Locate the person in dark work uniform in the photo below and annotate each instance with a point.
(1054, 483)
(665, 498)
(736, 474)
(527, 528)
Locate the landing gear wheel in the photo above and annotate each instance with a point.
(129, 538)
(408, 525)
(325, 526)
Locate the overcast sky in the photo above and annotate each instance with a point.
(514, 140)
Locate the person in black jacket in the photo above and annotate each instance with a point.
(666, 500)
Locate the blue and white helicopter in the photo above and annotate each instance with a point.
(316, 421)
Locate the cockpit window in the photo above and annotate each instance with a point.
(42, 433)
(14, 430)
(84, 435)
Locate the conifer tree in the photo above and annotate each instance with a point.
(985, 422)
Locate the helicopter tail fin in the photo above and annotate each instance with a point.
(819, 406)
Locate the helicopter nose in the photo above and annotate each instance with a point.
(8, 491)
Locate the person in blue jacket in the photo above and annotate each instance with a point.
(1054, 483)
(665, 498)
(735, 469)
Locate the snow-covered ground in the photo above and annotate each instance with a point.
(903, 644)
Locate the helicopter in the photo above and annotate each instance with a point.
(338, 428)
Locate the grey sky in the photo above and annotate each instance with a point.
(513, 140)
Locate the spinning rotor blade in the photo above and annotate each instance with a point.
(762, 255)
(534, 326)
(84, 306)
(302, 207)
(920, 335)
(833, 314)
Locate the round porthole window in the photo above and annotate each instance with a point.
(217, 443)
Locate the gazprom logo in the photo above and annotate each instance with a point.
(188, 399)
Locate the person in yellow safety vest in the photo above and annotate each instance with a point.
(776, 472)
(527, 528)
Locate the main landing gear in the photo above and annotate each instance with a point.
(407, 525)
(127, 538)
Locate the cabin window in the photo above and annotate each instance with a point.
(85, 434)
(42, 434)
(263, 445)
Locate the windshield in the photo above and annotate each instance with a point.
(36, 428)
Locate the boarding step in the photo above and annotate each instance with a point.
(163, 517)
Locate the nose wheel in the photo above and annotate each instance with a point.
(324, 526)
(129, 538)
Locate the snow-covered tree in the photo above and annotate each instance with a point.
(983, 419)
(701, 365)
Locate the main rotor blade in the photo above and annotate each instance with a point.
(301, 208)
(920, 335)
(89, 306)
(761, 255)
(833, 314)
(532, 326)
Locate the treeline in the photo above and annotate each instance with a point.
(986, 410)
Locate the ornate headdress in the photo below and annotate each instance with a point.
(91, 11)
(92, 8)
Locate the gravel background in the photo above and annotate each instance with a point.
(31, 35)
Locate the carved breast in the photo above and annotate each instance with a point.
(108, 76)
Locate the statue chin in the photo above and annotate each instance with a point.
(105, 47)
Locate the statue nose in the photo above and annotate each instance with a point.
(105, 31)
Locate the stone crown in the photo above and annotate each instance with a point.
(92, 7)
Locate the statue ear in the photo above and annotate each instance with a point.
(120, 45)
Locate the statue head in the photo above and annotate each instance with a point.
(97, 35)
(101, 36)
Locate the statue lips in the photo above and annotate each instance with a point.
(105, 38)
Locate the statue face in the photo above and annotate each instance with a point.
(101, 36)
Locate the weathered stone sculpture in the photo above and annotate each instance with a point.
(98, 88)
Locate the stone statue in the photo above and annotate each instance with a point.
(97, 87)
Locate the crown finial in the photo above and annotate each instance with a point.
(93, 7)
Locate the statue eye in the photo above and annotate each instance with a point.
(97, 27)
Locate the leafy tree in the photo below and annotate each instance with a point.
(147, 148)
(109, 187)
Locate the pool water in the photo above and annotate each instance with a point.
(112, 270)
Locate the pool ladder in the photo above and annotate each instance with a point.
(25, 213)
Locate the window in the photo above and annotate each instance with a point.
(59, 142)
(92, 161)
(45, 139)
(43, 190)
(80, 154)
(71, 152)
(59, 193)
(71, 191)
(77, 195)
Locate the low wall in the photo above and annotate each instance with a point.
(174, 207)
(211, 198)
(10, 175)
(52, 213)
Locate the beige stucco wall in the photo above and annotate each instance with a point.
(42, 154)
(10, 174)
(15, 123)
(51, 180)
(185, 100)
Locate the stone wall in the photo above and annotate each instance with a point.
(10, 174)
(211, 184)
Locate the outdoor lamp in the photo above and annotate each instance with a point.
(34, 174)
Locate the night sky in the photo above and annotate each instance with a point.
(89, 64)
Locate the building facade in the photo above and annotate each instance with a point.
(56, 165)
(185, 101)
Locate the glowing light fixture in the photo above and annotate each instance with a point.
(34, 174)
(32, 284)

+ + + +

--- Given request ---
Write out all of the entries above again, word for word and in the same order, with nothing changed.

--- Answer to the task ---
Locate the person in dark work uniform in the photo below and annotate each instance with a point.
(1054, 483)
(665, 498)
(736, 474)
(527, 528)
Locate the landing gear wheel in the photo above and annotate each instance with a point.
(129, 538)
(408, 525)
(325, 526)
Locate the overcast sky in the photo above and annotate each instance with a point.
(514, 140)
Locate the person in black jacket in the photo above and annotate each instance with a point.
(666, 500)
Locate the blue and white helicopter in the photo above and annotate each instance with a point.
(316, 421)
Locate the cockpit window in the photo above and annotate each instance with a point.
(42, 433)
(14, 430)
(84, 435)
Locate the conifer tree in the photo above and annotate each instance with a point.
(985, 422)
Locate the helicopter tail fin in the photo above and annotate each instance with a point.
(819, 406)
Locate the helicopter nose in the photo above and annotate each instance with a point.
(8, 491)
Locate the person in blue jacket in the photo above and annotate each instance with a point.
(1054, 483)
(665, 498)
(735, 469)
Locate the snow-covered ground in the photo above and annotate each instance with a point.
(903, 644)
Locate the helicopter in the photo above and annotate each instance with a point.
(338, 428)
Locate the grey sky in the photo above and annotate each instance with a point.
(513, 140)
Locate the spinning rotor blade in the photo above and annotate each instance with a point.
(762, 255)
(534, 326)
(84, 306)
(302, 207)
(920, 335)
(833, 314)
Locate the round porthole window in the photo above and annotate each instance with a point.
(217, 443)
Locate the gazprom logo in the photo above and annotate each instance with a point.
(188, 399)
Locate the person in yellow safety vest in the photo above and annotate each instance with a point.
(776, 472)
(527, 528)
Locate the main landing gear in the photo above and annotate each instance with a point.
(407, 525)
(127, 538)
Locate the cabin window in the photo above and annotate each instance with a point.
(85, 434)
(42, 434)
(263, 445)
Locate the windshield in the photo above and annotate each instance with a point.
(36, 428)
Locate the boarding step in the photo above and annotate each instance with a point.
(163, 517)
Locate the nose wheel in the photo above and annotate each instance with a point.
(324, 526)
(129, 538)
Locate the snow-covered tree in the photo above and annotate each instance with a point.
(983, 419)
(701, 365)
Locate the main rotor blade in the photo above and annotate each instance with a point.
(301, 208)
(920, 335)
(89, 306)
(761, 255)
(833, 314)
(532, 326)
Locate the treeline in the photo above and annotate each instance with a point.
(986, 410)
Locate the ornate headdress in the photo below and annotate each instance with a point.
(91, 11)
(92, 8)
Locate the gravel background in the photo above and annotate each instance with a point.
(31, 35)
Locate the carved breast in the photo above and annotate each instance with a point.
(108, 76)
Locate the statue chin in the photo above and annotate each instance with a point.
(105, 47)
Locate the statue nose in the photo above and annotate each instance with a point.
(105, 31)
Locate the stone crown in the photo above and annotate each instance with a point.
(92, 7)
Locate the statue ear in the photo above and annotate each instance with a point.
(120, 45)
Locate the statue head in the photo above and annotate each instance with a point.
(97, 35)
(101, 36)
Locate the statue lips in the photo above and annotate each instance with a point.
(105, 38)
Locate the statue face in the photo above and annotate each instance with a point.
(101, 36)
Locate the weathered stone sculpture in the photo above and annotate each instance with a point.
(98, 88)
Locate the stone statue in the photo above and annotate each instance with a point.
(97, 87)
Locate the crown finial in the photo above and annotate each instance with a point.
(93, 7)
Locate the statue eye in the photo above and annotate each instance with a point.
(97, 27)
Locate the leafy tree in the photo below and annotate each instance with a point.
(147, 148)
(109, 187)
Locate the pool water in the photo above and annotate each instance with a point.
(112, 270)
Locate the pool ladder in the photo above and annotate each instance with a point.
(25, 213)
Locate the window in the photo above and annotate each instance with a point.
(59, 142)
(92, 161)
(45, 139)
(43, 190)
(80, 154)
(71, 152)
(59, 193)
(71, 191)
(77, 195)
Locate the low wall in the photo above and annotate each instance with a point.
(174, 207)
(211, 198)
(10, 175)
(52, 213)
Locate the beige stucco wall in the photo above and annotate each instance with a point.
(42, 154)
(10, 174)
(15, 123)
(51, 180)
(185, 100)
Locate the stone wall in the photo above and annotate each instance with a point.
(10, 174)
(211, 184)
Locate the outdoor lamp in the photo above and annotate each instance with a point.
(34, 174)
Locate the night sky in the photo above and annotate each instance with a point.
(89, 64)
Locate the building facade in the photo above and annotate each instance with a point.
(56, 165)
(185, 101)
Locate the glowing light fixture in the photo above and annotate each instance with a point.
(34, 174)
(32, 284)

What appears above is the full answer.